◆ **Bloc de texte**:
Petite nuit mais le dos va beaucoup mieux et maintenant plus d'hésitation … c'est parti. Après 45 mn de voiture et un petit tour en navette me voici en train de remonter le flot de coureur.

Il est 5h10, il fait bon, même pas la peine de mettre une veste, je suis content d'être là au milieu du paquet de coureur dans le sas 3. J'ai prévu de partir doucement et je croise les doigts pour que le dos tienne jusqu'au bout. Les 5 mn passent très vite, j'essaye mais impossible de lancer ma Suunto Ambit 2, pas de synchro GPS, d'habitude c'est ok en quelques secondes et pour la première fois il lui faudra environ 15mn. Mais ce matin je suis zen, tant pis ce n'est pas très grave, le principal est d'avoir la chance d'être là.

 

Ca y est, le compte à rebours, la musique d'ERA et c'est parti sous les fumigènes rouges … quel pied, que d'émotions d'être là au milieu de 2500 coureurs et encouragé par des centaines de spectateurs.

◆ **Extrait de données**:
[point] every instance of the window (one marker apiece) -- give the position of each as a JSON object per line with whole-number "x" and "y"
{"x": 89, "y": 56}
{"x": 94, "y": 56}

◆ **Exercices**:
1) D'après le récit de course, combien de temps la montre Suunto Ambit 2 met-elle à se synchroniser au GPS ce matin-là ?
2) Donnez la suite du récit de course, en partant de sa dernière phrase.
Le matériel n'a aucun rôle à jouer ici.

◆ **Réponses aux exercices**:
1) Environ 15 minutes.

2)
 

Dans ce long flot de frontale, je trottine tranquillement (d'après un voisin environ 10,5 km/h). Je me répète de profiter de cette journée car j'ai failli la passer assis dans un canapé avec beaucoup de frustrations. La première montée de Carbassas se passe nickel, je sens que mon dos, mes jambes se mettent en route sans problème. Je me cale dans la file indienne de frontale, on marche rapidement et en arrivant au sommet on laisse les lumières de Millau en bas sur la droite. Je me dis que la journée risque d'être longue et que j'espère revoir Millau en fin d'après-midi … si possible de jour. Voilà l'objectif du moment, une arrivée de jour et ne pas ressortir la frontale.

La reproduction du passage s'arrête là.